··· PROVIDED MATERIAL

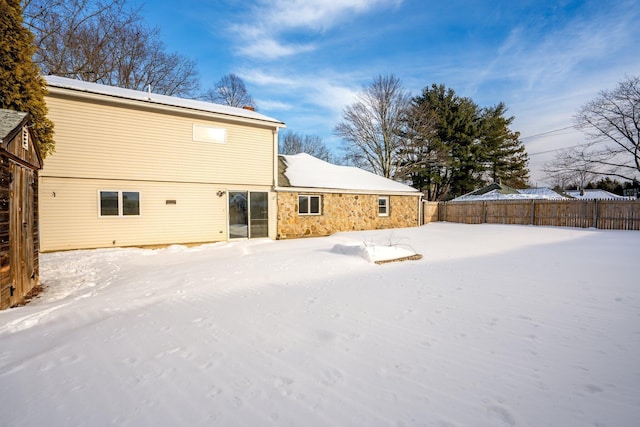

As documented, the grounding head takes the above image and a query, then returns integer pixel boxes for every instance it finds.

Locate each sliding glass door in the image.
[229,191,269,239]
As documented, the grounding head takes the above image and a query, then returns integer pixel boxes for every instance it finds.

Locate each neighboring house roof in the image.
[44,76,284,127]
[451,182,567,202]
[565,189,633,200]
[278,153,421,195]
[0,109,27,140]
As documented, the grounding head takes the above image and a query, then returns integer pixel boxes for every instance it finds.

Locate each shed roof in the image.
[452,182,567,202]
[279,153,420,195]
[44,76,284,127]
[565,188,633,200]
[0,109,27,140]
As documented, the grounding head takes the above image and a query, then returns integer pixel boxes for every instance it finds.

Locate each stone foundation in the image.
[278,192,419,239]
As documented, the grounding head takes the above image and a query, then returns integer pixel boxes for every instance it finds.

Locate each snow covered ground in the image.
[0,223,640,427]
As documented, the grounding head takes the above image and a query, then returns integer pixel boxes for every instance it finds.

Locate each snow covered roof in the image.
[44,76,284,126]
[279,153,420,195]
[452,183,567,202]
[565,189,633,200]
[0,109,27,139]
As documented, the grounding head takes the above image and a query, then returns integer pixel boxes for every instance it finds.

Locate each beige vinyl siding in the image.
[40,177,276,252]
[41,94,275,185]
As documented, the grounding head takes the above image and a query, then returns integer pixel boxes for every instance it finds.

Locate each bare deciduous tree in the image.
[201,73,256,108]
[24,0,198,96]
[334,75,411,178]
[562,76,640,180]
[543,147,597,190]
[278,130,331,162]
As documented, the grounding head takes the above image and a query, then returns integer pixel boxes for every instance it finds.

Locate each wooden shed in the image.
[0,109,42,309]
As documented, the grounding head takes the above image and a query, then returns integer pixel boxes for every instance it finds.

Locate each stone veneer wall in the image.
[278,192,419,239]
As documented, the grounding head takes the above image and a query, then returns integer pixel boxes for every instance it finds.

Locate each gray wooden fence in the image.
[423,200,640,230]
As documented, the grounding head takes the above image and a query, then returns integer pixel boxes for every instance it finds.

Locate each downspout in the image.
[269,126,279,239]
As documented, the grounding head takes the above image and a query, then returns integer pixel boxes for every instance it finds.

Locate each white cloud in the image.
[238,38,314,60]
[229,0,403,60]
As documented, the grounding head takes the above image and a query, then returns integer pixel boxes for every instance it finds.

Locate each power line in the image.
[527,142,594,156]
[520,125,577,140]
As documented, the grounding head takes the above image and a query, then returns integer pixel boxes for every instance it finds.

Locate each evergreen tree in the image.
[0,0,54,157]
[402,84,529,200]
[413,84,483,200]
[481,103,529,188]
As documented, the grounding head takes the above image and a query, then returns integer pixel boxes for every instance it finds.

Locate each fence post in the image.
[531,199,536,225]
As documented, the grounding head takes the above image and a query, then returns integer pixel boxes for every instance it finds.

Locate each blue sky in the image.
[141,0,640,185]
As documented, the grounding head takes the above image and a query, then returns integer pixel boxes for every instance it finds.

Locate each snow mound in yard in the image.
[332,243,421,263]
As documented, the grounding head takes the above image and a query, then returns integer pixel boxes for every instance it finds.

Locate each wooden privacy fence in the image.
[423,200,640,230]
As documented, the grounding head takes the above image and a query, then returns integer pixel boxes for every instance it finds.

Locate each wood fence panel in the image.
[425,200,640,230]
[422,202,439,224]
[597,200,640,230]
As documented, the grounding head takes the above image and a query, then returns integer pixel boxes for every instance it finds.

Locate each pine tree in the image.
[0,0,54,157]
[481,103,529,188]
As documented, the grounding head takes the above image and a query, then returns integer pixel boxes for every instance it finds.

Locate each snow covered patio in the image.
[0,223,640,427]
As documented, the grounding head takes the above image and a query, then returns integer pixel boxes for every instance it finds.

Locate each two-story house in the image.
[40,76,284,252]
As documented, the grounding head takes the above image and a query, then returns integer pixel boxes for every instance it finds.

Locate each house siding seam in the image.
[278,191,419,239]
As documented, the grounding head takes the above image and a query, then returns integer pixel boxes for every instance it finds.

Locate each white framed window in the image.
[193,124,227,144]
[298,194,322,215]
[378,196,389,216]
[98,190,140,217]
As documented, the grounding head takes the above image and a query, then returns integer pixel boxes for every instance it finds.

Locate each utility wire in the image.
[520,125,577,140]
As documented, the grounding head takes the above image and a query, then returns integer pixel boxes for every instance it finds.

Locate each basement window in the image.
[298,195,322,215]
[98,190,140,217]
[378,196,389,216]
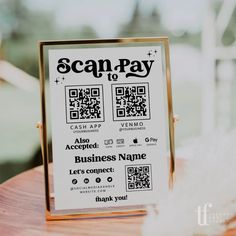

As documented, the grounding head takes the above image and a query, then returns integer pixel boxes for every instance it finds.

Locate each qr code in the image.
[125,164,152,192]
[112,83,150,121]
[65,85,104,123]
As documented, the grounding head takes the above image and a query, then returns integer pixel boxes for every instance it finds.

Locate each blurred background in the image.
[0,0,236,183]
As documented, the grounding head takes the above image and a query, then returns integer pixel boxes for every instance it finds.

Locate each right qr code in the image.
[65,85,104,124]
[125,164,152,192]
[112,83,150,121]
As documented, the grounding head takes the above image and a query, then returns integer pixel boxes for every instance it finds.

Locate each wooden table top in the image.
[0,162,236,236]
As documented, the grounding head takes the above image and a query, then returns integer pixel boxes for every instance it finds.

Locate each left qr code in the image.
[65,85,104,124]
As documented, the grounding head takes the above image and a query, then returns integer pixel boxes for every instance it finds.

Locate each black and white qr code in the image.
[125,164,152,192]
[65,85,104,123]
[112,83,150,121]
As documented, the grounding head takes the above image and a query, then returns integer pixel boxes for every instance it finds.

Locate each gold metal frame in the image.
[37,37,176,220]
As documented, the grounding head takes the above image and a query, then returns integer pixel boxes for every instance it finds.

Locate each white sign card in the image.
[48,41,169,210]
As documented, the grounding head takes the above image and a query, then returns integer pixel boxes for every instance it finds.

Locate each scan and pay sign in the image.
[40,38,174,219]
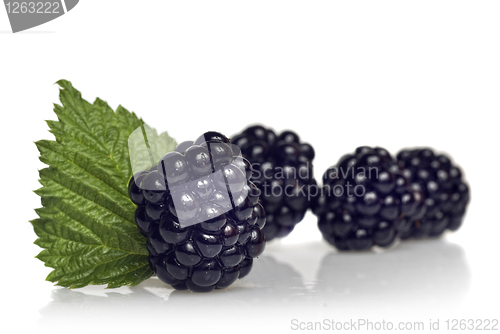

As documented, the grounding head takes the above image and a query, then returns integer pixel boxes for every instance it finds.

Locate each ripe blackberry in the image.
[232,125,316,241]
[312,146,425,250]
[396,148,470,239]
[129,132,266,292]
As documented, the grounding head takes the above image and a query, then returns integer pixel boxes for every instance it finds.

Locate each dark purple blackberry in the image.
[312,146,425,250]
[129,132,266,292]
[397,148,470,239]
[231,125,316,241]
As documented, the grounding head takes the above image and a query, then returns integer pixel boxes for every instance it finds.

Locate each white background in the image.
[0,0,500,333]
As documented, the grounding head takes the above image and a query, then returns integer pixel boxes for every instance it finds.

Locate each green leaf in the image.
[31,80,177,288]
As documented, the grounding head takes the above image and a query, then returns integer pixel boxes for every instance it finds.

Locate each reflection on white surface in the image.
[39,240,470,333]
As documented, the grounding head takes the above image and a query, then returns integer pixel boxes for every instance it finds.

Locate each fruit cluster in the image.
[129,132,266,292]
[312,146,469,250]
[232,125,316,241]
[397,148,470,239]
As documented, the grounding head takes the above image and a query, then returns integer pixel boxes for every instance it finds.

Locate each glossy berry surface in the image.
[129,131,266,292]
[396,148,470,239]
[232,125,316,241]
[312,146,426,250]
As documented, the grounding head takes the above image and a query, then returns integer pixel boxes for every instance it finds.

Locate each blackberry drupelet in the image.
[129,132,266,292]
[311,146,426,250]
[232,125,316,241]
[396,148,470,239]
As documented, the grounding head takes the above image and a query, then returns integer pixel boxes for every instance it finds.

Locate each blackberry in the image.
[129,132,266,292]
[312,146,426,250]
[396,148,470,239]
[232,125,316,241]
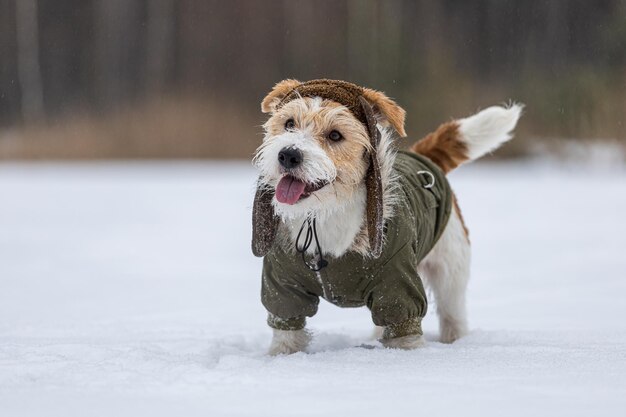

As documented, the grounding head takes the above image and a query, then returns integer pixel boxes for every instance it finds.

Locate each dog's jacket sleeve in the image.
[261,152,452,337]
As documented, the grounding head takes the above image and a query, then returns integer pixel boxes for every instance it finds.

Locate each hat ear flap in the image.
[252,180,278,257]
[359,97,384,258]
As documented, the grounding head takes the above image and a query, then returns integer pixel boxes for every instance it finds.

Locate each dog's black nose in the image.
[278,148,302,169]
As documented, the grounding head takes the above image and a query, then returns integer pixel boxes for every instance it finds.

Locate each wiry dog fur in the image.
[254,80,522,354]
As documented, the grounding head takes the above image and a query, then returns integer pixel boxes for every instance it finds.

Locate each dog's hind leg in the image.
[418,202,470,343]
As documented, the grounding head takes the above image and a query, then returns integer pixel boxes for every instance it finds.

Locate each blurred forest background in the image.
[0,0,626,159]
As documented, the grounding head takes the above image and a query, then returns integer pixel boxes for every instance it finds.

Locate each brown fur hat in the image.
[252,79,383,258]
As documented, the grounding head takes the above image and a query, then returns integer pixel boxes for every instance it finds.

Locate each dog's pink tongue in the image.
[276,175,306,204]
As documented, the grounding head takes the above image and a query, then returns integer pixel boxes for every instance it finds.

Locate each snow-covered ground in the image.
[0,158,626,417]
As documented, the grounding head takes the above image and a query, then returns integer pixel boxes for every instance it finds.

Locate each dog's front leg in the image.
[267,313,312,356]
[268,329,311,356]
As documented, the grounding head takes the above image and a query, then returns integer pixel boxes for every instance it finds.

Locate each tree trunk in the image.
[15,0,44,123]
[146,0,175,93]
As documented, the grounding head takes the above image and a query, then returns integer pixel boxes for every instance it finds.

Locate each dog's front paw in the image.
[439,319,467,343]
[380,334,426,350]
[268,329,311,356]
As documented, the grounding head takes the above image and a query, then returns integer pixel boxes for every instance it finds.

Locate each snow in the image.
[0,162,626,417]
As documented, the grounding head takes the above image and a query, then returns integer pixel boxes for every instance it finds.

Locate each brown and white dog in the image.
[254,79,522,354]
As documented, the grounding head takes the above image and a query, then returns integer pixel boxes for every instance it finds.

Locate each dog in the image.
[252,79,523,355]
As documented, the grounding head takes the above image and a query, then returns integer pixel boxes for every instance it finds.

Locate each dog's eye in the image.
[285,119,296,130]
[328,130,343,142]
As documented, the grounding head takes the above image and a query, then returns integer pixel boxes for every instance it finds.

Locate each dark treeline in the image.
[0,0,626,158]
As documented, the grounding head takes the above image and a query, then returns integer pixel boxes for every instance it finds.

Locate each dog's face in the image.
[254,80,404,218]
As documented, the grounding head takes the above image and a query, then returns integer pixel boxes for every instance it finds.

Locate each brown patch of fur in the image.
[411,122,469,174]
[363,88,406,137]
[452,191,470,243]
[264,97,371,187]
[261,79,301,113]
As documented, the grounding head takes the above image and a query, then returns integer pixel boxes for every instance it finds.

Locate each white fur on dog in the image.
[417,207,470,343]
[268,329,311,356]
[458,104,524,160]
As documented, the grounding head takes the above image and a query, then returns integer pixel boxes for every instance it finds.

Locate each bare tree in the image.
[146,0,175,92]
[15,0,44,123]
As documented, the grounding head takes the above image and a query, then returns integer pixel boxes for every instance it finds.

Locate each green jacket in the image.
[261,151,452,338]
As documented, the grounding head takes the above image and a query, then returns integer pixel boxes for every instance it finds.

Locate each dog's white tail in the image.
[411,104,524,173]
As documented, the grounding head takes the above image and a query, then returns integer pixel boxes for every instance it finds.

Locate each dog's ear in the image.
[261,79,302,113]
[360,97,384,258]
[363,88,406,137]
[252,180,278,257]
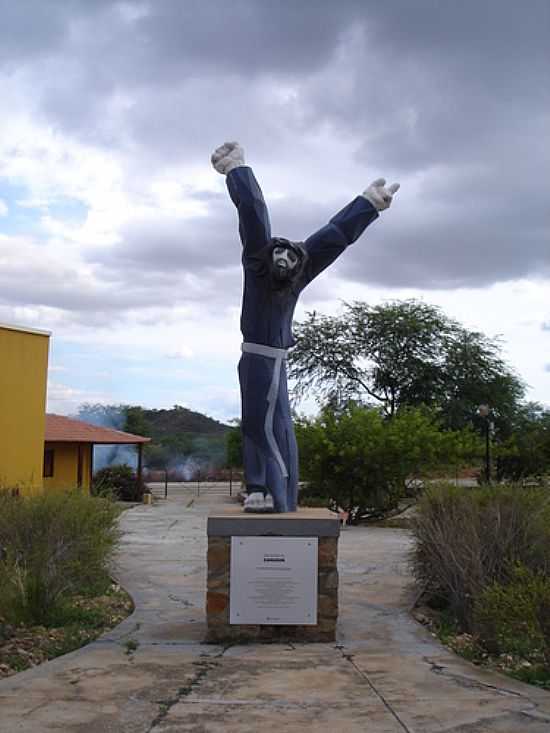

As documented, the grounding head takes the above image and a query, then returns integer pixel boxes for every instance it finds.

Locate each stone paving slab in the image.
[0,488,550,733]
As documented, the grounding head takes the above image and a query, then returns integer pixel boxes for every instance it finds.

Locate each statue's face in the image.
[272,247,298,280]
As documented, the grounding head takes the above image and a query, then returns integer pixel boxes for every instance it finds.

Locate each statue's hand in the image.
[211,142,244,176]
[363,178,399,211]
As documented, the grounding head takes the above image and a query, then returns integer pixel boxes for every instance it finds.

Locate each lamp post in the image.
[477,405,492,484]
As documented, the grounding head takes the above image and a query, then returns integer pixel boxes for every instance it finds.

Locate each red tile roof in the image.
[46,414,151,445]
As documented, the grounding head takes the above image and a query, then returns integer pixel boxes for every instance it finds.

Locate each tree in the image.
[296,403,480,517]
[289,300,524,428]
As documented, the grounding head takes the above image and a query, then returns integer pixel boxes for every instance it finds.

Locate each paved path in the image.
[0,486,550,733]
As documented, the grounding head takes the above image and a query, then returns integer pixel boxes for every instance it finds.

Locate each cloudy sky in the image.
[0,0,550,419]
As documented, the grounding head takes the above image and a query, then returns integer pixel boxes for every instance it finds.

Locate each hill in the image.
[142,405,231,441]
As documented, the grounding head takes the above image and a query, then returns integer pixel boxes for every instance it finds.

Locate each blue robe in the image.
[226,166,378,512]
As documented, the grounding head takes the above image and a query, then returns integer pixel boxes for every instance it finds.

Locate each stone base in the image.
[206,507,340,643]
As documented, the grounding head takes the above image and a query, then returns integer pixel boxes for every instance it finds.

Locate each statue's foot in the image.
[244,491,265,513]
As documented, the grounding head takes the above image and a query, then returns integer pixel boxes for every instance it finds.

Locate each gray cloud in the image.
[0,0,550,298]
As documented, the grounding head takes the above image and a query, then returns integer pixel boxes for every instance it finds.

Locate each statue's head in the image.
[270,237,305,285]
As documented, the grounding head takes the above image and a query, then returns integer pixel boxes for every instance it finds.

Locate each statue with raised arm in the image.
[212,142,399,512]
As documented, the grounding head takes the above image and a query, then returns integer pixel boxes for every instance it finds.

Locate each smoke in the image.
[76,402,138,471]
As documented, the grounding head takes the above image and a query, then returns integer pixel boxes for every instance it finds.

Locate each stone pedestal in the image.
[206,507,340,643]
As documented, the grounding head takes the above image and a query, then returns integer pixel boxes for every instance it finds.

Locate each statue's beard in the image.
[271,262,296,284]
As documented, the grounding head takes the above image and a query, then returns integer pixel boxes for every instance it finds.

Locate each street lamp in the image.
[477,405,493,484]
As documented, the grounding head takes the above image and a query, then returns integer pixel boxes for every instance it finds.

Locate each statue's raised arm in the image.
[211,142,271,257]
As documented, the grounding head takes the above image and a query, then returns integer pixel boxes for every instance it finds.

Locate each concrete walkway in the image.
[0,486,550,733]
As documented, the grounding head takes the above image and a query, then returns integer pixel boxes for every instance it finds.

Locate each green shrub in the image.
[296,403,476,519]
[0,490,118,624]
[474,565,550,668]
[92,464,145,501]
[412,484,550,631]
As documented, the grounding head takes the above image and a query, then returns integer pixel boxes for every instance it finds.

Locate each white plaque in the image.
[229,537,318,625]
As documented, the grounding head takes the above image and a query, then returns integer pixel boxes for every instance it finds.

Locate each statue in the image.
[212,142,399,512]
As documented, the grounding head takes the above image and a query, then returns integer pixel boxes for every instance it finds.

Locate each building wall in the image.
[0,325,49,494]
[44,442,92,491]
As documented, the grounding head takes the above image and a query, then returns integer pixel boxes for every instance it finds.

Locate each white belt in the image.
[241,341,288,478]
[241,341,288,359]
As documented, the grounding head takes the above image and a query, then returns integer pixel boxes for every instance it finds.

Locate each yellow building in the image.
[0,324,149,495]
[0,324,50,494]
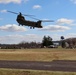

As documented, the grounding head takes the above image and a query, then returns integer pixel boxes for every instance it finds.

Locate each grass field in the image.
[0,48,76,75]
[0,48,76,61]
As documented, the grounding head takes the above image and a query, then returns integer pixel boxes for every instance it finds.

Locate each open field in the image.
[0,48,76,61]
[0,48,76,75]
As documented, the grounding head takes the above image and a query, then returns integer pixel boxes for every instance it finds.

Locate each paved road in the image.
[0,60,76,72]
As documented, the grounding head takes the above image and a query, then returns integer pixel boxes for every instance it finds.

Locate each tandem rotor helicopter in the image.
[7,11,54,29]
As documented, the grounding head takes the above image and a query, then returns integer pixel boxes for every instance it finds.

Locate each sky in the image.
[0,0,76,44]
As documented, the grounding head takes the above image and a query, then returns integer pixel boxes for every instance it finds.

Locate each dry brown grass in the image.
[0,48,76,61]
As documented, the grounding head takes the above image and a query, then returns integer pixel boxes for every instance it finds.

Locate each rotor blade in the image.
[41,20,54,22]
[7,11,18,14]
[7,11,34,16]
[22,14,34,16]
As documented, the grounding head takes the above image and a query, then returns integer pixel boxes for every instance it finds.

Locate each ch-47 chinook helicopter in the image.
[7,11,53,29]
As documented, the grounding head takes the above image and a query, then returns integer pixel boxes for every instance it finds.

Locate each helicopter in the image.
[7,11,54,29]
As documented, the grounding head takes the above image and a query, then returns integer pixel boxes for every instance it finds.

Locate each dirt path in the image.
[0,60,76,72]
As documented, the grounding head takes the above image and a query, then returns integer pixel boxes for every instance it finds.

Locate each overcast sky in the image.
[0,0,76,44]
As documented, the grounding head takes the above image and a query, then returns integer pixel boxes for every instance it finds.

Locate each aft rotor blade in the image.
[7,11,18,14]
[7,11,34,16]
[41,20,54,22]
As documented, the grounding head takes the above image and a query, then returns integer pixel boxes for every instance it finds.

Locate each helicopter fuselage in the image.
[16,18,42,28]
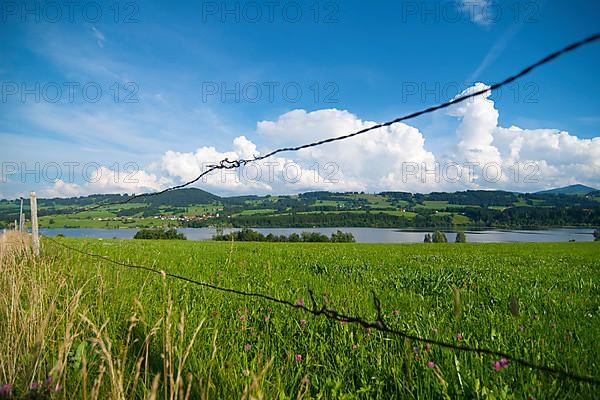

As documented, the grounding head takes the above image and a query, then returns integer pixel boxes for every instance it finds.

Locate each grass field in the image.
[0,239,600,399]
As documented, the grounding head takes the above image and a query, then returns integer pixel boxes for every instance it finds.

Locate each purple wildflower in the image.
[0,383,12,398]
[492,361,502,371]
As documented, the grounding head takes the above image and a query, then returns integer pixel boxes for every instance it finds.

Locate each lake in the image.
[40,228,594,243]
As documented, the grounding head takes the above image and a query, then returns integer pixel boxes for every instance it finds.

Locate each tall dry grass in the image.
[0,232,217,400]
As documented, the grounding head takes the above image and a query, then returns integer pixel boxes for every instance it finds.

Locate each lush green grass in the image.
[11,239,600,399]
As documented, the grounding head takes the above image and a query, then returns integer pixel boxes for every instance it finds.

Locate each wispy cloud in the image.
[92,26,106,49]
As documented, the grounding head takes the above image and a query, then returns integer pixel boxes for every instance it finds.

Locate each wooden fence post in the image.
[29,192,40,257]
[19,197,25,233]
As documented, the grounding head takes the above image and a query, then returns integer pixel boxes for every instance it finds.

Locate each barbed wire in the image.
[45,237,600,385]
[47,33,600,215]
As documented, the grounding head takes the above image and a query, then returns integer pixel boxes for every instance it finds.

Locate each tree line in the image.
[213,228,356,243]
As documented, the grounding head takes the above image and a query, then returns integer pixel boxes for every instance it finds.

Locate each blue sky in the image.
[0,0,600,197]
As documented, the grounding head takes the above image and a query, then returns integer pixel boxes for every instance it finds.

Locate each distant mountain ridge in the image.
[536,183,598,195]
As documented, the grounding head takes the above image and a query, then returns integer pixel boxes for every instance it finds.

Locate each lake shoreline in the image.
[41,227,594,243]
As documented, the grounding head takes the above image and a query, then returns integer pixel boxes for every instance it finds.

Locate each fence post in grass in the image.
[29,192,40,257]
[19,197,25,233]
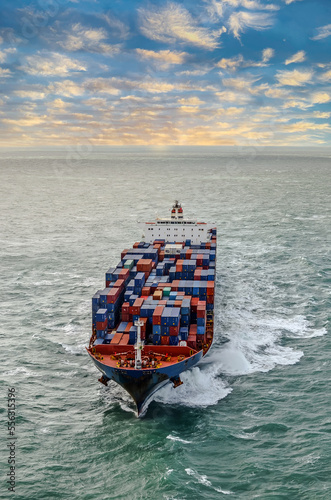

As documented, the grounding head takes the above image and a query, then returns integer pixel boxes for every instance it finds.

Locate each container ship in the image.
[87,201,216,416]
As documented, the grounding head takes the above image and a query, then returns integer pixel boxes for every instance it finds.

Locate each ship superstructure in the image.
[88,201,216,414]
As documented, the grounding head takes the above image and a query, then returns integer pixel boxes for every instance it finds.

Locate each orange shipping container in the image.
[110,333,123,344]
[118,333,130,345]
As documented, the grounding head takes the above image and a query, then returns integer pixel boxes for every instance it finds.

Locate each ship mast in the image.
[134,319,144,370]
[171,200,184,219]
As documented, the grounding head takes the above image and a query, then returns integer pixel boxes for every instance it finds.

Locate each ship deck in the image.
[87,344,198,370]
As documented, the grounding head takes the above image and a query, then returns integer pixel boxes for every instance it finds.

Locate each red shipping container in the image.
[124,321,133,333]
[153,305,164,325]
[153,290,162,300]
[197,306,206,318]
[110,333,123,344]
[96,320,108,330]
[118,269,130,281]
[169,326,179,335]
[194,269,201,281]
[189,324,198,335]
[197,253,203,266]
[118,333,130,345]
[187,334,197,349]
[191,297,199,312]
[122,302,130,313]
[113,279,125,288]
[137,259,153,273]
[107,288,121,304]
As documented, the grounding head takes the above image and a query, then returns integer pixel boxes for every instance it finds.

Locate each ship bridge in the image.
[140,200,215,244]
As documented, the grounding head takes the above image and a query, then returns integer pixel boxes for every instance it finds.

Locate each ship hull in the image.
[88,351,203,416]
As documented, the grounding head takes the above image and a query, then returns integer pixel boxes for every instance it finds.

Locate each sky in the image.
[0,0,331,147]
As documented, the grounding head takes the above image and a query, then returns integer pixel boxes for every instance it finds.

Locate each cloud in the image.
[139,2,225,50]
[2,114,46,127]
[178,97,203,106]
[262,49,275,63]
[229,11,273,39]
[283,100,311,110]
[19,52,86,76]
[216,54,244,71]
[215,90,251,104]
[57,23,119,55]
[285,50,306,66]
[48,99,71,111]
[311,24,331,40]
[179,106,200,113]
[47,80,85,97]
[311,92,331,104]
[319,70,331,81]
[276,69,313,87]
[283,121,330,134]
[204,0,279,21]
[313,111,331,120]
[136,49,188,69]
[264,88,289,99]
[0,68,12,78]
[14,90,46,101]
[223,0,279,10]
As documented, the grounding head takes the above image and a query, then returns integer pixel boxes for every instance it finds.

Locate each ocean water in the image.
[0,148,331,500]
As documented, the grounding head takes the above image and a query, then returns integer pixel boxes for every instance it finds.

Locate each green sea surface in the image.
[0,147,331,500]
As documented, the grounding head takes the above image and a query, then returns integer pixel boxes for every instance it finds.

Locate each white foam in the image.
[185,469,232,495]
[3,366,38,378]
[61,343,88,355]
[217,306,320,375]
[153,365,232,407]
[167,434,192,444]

······

**EXERCISE BRIEF:**
Report every line of the records above that holds the word "container". Case counts.

**OUTPUT:**
Locate each container ship in the image.
Locate each orange shipping container in the image.
Locate each red shipping container in the image.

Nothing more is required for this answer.